▶ Фрагмент текста:
....
«ANTE LUCET» [3]
«Пути Божии неисповедимы». Чем больше проникаешься этим чувством и сознанием, тем труднее обращаться к прошлому, тем труднее делиться своими воспоминаниями, осознавая, что мы фактически так мало видим и понимаем по–настоящему, что даже свою собственную жизнь и судьбу мы познаем здесь лишь «яко зерцалом в гадании».
Встреча с о. Серафимом, общение с ним, крещение и последующее его руководство моей жизнью для меня самое подлинное и великое чудо и, в то же время, самая неопровержимая, центральная реальность моего существования.
Видимое руководство о. Серафима началось в 1935–м и окончилось в 1942 году с его смертью, но в действительности оно началось ещё в 1920 году, т. е. продолжалось более 20 лет, а незримо, несомненно, продолжается и сейчас, так как та духовная связь, которая создалась при крещении, когда он буквально «принял мою душу в свою», не может быть расторгнута концом земного существования.
Религиозное чувство родилось в моей душе очень рано, но возникло оно не изолированно, а в комплексе чувств, при первых попытках осознать жизнь. Оно возникало вместе с чувством истории, осознанием своей принадлежности к народу, который «открыл» Бога для человечества. Люди жили во тьме язычества, когда в Израиле «открылся» Единый Истинный Бог. Другие народы открыли вращение земли, электричество, закон тяготения и многое другое, но то «открытие», которое было дано еврейскому народу, стало самым важным. Мысль об этом наполняла детскую душу чувством большой нравственной ответственности.
....
▶ Представленные данные:
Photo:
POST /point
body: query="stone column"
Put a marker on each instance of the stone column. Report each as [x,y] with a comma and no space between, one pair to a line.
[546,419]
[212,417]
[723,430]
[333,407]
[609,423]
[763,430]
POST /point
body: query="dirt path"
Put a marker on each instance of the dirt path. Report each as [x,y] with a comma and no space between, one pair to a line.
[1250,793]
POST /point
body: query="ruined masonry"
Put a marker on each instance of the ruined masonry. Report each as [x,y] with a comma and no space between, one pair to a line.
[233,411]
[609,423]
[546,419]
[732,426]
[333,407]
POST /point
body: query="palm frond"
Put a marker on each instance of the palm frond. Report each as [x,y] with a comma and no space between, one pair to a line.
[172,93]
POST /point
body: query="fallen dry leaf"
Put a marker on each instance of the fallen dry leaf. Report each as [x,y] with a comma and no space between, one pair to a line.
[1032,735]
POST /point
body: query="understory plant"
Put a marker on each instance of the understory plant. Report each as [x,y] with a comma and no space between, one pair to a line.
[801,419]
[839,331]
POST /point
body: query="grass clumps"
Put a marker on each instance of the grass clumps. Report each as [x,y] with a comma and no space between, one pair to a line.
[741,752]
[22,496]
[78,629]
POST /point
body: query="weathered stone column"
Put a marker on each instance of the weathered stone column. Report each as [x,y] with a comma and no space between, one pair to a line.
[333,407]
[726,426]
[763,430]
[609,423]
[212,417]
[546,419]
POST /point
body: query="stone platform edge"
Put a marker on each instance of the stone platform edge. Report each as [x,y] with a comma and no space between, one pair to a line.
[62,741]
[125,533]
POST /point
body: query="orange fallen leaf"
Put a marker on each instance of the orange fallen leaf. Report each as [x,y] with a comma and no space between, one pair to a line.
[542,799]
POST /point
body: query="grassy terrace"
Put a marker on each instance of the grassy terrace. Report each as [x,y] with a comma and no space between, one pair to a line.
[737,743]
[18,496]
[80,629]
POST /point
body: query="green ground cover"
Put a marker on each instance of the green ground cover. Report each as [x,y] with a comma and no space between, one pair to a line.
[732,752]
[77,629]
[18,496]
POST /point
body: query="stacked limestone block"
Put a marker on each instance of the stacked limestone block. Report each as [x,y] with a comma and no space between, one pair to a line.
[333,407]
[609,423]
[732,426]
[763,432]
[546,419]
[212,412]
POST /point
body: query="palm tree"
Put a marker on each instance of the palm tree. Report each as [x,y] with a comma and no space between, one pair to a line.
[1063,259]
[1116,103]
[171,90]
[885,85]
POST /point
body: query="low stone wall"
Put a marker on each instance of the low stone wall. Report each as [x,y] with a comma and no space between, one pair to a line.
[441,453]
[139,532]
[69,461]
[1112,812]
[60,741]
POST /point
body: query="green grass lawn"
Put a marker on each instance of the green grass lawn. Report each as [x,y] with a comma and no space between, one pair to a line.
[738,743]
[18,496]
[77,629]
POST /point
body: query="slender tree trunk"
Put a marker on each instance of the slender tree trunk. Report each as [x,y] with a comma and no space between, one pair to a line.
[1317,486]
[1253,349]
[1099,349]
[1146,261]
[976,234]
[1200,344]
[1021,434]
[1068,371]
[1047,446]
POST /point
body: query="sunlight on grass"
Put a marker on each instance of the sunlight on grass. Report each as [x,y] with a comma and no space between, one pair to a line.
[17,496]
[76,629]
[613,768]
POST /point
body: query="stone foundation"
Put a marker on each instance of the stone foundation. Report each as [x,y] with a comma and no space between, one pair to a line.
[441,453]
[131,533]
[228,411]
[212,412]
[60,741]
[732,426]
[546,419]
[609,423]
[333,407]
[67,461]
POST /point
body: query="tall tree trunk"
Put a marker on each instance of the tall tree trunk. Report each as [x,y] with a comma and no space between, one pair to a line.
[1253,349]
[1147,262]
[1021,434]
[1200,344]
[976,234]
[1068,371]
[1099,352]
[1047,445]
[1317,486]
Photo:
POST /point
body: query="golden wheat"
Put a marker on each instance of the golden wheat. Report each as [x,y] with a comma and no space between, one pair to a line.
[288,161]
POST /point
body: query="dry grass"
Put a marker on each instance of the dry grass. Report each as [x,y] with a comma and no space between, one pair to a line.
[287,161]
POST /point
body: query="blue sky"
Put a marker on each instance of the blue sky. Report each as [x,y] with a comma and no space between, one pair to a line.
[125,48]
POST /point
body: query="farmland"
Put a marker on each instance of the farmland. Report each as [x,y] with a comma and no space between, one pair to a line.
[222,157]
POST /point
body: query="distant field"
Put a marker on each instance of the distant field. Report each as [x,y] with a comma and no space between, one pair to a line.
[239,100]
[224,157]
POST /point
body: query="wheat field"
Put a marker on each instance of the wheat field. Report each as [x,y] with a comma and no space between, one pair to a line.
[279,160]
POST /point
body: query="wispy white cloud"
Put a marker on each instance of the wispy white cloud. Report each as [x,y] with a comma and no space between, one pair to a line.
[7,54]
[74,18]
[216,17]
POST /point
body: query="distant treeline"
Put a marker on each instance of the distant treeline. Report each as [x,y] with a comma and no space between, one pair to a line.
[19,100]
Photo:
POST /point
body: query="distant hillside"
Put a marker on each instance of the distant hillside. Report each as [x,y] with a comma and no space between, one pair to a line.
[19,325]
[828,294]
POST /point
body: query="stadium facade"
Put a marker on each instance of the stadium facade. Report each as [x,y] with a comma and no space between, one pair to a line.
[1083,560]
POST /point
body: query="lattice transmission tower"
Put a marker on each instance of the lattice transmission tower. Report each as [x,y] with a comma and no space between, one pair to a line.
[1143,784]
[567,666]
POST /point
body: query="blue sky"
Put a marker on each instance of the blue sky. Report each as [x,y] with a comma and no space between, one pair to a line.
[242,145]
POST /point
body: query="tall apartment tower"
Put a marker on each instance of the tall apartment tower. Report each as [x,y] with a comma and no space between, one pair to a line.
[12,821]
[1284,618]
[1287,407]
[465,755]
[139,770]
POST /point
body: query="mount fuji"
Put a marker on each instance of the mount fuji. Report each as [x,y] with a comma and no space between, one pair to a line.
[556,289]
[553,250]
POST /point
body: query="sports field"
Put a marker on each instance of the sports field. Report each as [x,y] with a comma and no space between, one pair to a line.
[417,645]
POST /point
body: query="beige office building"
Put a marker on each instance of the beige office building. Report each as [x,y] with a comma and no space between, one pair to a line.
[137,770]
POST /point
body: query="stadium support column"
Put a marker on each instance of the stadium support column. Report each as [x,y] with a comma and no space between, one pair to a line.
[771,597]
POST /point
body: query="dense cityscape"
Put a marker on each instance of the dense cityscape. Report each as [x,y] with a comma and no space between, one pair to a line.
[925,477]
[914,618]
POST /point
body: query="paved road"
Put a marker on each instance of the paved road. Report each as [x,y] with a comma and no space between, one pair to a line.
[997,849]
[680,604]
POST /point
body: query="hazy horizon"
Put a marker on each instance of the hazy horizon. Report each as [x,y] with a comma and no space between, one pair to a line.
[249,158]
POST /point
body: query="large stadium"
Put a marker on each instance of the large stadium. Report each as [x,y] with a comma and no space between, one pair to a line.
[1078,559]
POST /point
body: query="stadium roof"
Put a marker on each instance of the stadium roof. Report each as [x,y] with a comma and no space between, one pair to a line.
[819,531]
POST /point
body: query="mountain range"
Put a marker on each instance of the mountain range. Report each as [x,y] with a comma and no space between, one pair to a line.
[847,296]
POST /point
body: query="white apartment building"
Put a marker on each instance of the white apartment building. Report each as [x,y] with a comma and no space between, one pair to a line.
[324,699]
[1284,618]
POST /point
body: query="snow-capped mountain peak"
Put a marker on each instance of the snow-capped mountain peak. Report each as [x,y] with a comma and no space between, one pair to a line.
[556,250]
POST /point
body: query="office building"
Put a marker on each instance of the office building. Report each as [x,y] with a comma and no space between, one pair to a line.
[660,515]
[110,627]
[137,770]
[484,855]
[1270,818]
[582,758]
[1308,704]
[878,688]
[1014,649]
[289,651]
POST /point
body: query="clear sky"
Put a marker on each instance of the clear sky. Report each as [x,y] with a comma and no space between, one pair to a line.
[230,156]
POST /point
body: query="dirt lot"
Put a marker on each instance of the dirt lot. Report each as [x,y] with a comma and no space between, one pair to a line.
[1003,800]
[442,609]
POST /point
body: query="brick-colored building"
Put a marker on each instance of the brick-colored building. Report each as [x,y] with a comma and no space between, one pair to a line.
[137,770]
....
▶ Задание:
Допишите следующую часть воспоминаний об отце Серафиме так, чтобы она начиналась сразу после последнего предложения фрагмента. Материал здесь никакой роли не играет.

▶ Ответ:
У меня всегда была глубокая душевная связь с мамой. Я ей поверяла всё, что вырастало в душе (хотя многое было смутным, неясным для меня самой), и всегда находила отклик и поддержку. В её сердце закрадывалась тревога, и однажды она сказала мне: «Я боюсь, что ты будешь очень одинока».
И действительно, я ощущала это даже тогда, когда в 1918 поступила в университет и встретила там людей, близких мне по духу, разделяющих мои религиозные искания. Это были последние годы философского факультета в его старом составе. Мы слушали лекции И. А. Ильина, Г. И. Челпанова, собирались на религиозно–философские собрания, на которых обсуждались волновавшие всех вопросы духовной жизни и Евангелия. На лекции Ильина студенты сходились в таком количестве, что аудитория их не вмещала. Среди них было много «маросейских» — духовных детей о. Алексея Мечева. Хотя я сблизилась с некоторыми из них, но все же чувствовала себя как бы чужой и далёкой от их жизни. А в 1920 году, после смерти мамы, мир для меня опустел, утратил не только привлекательность, но и реальность. Занятия философией и психологией, хотя и глубоко захватывали, но не давали той пищи, которую просила душа.
Вскоре я поступила работать в детский сад, продолжая занятия в университете. В общении с детьми я больше чувствовала возможность взаимного понимания, чем со взрослыми. «Отчего мне так хорошо с детьми?» — спросила я однажды много лет спустя у о. Серафима. «Это оттого, — объяснил он, — что ваша душа отдыхает».
Среди детей (в «дошкольной колонии», как это тогда называлось) я сразу почувствовала себя иначе, чем среди взрослых. Дети как будто угадывали мои самые затаённые мысли и чувства, которые я не решалась никому высказать.
Так, например, однажды вечером, когда на душе было особенно тяжело, кто‑то из старших мальчиков (таких весёлых и резвых в течение дня) позвал меня, сказав: «Посиди с нами, нам страшно». Мои собственные страх и тоска словно исчезли. С тех пор я каждый вечер сидела с детьми, пока они не засыпали спокойным сном.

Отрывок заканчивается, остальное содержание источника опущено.